[Data items]
- - -
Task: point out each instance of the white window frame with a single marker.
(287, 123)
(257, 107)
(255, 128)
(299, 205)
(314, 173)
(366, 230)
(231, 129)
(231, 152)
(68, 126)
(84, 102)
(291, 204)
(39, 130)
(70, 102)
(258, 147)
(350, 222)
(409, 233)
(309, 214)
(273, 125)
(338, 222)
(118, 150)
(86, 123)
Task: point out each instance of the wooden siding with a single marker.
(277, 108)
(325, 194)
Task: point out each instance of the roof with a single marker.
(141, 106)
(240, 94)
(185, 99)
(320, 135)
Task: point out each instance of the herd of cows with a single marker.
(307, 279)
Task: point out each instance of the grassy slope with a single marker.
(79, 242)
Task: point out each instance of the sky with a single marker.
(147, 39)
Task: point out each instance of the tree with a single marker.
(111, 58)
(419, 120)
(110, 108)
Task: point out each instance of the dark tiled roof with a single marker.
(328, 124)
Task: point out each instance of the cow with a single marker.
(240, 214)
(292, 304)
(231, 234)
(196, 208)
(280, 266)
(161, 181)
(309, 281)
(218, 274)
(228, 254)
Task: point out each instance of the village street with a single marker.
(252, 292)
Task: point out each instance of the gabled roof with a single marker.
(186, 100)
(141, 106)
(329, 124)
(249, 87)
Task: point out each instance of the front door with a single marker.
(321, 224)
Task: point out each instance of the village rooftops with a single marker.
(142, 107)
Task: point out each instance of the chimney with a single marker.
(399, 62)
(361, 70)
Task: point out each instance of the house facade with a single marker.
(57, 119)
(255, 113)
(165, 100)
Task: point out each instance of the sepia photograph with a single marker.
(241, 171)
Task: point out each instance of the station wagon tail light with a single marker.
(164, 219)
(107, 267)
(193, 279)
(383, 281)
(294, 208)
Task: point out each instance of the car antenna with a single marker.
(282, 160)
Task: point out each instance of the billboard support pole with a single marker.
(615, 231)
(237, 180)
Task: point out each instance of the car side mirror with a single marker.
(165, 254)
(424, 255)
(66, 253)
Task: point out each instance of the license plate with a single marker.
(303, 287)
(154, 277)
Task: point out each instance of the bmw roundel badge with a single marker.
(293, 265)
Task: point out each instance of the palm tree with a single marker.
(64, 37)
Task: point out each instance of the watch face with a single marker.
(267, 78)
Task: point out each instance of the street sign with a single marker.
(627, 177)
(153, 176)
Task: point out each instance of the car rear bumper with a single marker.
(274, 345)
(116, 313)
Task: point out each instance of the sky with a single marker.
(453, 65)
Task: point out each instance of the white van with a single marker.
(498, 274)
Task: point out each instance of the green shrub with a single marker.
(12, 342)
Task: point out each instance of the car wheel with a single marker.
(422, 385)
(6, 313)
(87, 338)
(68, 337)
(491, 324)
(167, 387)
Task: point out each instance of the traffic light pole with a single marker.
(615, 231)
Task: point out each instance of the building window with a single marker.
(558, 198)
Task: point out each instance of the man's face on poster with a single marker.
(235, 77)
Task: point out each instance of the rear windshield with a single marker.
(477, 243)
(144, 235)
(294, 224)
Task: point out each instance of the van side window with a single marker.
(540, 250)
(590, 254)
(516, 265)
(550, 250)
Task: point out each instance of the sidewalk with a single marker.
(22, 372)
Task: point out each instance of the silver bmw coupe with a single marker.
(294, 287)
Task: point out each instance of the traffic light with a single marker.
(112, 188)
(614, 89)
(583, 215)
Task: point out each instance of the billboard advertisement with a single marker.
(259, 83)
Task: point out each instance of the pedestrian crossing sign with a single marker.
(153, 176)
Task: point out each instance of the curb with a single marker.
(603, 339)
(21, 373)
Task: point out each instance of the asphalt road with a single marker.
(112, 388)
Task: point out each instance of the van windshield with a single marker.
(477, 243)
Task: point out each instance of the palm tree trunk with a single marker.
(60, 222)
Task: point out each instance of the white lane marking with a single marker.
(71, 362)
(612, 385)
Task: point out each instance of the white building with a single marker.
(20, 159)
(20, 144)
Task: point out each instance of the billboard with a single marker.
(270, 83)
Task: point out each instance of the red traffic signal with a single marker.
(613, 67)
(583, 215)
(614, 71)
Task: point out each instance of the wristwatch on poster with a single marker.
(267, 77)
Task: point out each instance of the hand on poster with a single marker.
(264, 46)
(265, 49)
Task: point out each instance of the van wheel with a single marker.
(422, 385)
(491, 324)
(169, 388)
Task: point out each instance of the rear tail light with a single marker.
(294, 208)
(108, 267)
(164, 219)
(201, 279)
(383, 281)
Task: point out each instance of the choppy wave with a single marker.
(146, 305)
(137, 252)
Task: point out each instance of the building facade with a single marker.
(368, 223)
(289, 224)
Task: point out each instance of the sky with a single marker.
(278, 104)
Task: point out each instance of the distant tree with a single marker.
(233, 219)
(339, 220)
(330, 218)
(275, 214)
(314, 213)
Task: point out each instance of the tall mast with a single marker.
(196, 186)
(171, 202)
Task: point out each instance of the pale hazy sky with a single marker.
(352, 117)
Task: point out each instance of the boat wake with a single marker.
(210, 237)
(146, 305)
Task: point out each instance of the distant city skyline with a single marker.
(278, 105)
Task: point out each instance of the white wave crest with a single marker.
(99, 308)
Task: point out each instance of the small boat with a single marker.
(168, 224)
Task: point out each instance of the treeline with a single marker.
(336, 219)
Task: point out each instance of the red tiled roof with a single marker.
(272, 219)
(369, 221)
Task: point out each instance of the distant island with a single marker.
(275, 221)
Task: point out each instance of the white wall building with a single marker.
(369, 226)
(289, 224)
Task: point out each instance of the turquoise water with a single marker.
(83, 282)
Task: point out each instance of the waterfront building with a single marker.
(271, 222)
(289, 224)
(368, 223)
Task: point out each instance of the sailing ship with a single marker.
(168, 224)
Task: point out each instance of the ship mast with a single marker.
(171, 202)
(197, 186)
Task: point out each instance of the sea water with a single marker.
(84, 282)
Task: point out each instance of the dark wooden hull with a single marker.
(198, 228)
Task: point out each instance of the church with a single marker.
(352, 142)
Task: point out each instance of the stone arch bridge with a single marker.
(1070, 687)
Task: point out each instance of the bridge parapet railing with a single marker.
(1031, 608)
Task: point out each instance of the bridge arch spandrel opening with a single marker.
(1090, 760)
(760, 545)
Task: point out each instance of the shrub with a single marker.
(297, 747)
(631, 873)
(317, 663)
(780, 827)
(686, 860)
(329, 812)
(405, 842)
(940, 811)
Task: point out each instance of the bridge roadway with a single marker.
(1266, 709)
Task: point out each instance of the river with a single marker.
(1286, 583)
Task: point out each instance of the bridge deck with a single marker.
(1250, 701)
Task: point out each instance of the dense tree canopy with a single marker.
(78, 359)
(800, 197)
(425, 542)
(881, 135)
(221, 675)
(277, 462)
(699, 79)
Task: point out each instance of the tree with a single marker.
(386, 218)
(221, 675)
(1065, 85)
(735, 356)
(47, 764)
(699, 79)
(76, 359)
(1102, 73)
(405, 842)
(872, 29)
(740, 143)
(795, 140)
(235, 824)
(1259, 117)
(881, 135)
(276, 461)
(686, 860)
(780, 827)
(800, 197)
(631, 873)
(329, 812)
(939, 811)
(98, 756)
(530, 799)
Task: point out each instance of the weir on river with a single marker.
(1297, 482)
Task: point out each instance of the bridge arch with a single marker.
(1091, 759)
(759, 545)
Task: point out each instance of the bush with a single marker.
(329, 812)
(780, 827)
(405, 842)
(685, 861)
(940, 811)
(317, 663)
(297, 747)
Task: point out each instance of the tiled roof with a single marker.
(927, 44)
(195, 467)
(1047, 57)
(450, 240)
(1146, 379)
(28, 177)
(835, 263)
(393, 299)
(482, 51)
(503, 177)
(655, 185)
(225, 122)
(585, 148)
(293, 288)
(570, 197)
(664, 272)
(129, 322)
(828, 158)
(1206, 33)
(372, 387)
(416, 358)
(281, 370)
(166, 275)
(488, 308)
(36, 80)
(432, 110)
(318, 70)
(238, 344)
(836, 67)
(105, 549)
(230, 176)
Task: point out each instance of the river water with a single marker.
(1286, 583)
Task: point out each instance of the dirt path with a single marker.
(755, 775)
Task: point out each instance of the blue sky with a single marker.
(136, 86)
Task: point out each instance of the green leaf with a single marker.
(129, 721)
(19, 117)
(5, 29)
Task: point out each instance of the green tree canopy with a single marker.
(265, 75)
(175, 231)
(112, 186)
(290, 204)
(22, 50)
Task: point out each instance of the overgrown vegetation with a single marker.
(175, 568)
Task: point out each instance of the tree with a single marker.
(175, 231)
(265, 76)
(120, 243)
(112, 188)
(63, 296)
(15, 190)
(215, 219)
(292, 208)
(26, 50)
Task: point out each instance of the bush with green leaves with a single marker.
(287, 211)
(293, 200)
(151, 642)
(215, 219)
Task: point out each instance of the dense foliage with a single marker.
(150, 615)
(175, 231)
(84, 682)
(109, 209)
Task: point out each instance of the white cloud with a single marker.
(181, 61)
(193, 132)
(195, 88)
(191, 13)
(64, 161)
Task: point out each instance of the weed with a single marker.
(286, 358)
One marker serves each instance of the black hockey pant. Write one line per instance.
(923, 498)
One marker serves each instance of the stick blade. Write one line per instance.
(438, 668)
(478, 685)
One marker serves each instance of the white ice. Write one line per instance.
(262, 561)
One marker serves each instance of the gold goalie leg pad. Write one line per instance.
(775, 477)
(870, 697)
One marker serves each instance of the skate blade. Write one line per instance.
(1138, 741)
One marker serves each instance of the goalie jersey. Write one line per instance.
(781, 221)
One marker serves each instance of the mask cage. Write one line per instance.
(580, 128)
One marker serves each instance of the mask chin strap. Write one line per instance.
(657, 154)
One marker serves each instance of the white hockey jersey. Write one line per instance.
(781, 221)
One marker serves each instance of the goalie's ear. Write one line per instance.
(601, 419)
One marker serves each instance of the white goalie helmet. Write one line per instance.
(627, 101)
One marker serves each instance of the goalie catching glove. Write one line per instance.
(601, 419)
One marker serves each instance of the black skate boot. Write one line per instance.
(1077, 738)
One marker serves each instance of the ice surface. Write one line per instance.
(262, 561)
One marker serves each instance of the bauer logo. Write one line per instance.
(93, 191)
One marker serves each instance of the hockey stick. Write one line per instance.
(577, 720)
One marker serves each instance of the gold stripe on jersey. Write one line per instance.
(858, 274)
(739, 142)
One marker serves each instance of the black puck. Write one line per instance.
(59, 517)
- - -
STATED EXERCISE >> Output verbatim everything in the listing from the line containing "One marker serves each instance of the hockey" down to the final line.

FULL ANSWER >>
One marker serves each instance of the hockey stick. Write one line per instance.
(577, 720)
One marker serves each instance of the gold stripe on jersey. Write one line per instance.
(858, 274)
(739, 142)
One marker serves each instance of the black puck. Write one line per instance.
(59, 517)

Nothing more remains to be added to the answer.